═══ READING PASSAGE ═══
Introducing fate into his play by way of luck at games, Williams pits Stanley's chances of survival against Blanche's. When Williams summed up the moral of the play as, "If we don't watch out, the apes will take over" … he expressed the same view of existence that he delegated to Blanche in her speech denouncing the poker players as "a party of apes." That the tone and strategy of the play reveal it not merely as a cautionary drama but as a tragedy of the futility of attempting to flee the apes, I have stressed above. What the play really demonstrates is that, willy-nilly, the apes must take over since apishness is presented throughout as the natural, unavoidable condition not only of survival but of existence itself. (p. 88)
═══ EXTRACTED INFORMATION ═══
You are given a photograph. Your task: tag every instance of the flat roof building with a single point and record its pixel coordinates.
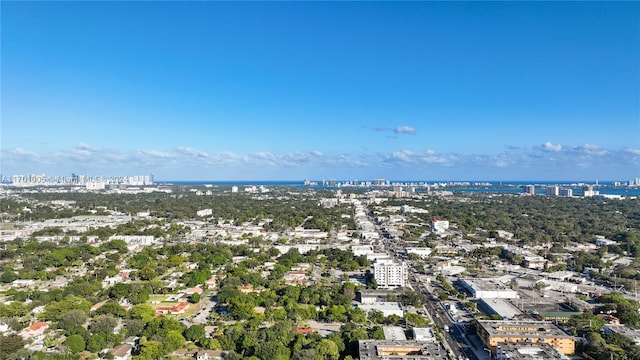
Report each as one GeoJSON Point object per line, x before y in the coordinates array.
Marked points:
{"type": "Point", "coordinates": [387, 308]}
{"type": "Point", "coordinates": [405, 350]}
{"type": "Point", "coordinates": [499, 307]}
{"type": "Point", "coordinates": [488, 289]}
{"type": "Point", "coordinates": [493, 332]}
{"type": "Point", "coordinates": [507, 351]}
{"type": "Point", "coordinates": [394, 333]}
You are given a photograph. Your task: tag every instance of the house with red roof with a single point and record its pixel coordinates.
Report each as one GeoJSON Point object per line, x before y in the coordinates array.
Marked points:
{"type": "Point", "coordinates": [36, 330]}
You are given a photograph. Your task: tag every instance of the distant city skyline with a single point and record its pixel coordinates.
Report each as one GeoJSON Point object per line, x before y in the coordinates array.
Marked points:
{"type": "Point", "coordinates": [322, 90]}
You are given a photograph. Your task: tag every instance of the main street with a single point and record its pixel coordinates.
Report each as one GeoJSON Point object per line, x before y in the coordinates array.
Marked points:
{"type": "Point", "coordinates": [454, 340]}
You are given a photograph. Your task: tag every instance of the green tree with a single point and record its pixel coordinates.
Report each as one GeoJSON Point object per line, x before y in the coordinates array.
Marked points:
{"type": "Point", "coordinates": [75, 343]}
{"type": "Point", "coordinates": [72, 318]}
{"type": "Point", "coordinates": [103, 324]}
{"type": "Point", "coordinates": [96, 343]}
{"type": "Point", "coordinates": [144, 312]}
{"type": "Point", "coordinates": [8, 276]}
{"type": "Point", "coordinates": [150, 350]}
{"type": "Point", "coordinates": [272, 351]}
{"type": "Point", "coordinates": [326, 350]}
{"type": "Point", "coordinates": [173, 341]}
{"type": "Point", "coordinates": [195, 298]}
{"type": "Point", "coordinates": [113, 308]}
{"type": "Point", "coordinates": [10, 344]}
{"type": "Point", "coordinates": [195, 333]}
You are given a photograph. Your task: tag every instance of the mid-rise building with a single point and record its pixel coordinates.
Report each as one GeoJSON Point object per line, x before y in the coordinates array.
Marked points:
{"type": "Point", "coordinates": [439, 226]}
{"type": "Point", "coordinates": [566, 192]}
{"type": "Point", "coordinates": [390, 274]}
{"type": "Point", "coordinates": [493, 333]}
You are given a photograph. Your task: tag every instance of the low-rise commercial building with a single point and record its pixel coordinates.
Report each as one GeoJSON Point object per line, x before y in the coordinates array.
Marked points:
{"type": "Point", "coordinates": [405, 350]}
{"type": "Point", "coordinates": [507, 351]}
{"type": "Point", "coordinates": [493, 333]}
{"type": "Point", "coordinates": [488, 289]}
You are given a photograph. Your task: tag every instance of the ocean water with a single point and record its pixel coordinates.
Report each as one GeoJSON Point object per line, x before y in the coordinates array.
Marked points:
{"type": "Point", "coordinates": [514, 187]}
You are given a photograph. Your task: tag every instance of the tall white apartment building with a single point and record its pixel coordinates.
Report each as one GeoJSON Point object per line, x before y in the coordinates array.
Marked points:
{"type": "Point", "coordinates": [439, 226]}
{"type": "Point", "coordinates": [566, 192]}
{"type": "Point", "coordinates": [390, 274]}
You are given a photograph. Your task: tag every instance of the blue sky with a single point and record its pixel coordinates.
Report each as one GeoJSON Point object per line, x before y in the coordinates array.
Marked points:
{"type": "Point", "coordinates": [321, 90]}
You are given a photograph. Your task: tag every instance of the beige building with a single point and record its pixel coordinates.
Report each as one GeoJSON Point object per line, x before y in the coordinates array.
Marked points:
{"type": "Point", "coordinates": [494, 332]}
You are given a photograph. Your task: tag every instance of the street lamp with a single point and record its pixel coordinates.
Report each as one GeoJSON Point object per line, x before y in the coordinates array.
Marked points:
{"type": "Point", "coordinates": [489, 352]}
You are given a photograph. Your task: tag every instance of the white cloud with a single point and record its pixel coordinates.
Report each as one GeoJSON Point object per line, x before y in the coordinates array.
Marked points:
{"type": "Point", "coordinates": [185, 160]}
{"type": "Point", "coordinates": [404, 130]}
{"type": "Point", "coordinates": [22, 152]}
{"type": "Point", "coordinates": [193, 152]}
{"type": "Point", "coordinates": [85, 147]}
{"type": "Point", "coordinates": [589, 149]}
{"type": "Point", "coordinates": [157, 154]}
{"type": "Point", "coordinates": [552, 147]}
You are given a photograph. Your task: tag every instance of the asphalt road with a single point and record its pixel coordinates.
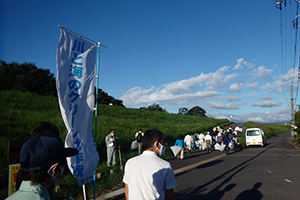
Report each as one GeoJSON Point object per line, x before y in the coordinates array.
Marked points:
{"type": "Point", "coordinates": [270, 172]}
═══
TASK 1
Condense the paragraph of the critical passage on Williams's play that begins "Introducing fate into his play" into a shorter version that retains its main points.
TASK 2
Carry on the critical passage on Williams's play beyond its final sentence, extending its argument in the same formal register.

WRITTEN ANSWER 1
Williams brings fate into the play through luck at games, setting Stanley's chances of survival against Blanche's. His own summary of the play's moral, "If we don't watch out, the apes will take over," matches Blanche's speech denouncing the poker players as "a party of apes." Yet the play's tone and strategy reveal it as more than a cautionary drama. It is a tragedy about the futility of trying to flee the apes. Because apishness is presented throughout as the natural, unavoidable condition of survival and of existence itself, the apes must inevitably take over.

WRITTEN ANSWER 2
Throughout the play, images drawn from gaming, chance and luck compete in number with those suggesting water and voyage. The sixth scene, for example, renders Mitch's marriage proposal to Blanche within the framework of imagery suggesting the game of chance which Blanche is desperately playing with him and with survival…. The presence of the Pleiades in the sky seems to comfort Blanche; her reference to them as bridge ladies not only aligns them with the imagery of existence as a game of chance, but the familiarity with which Blanche treats the seven nymphs who, even as stars, must constantly flee the mighty, devastating hunter, Orion, suggests mythically and cosmically, a parallel to her own danger, pursued as she is by Stanley's vital lust for domination and destruction. The scene ends with Blanche's pathetic belief that Mitch's proposal is a sign that the gods have furnished her with an eartly protector. "Sometimes—," she says, "there's God—so quickly!" (p. 90)
Generally, the two major image patterns concerned with voyage (particularly as escape from fate by means of water) and with games (as the framework of human chance and destiny) are only very casually suggested; occasionally they are even joined in a single speech as when Blanche, for example, explains to Mitch why she has come to Elysian Fields: "There was nowhere else I could go. I was played out. You know what played out is? My youth was suddently gone up the water-spout, and—I met you …" (my italics …). In the last scene of the play, Williams more forcefully calls attention to his two most important image patterns in a superbly executed finale that boldly juxtaposes them. (p. 91)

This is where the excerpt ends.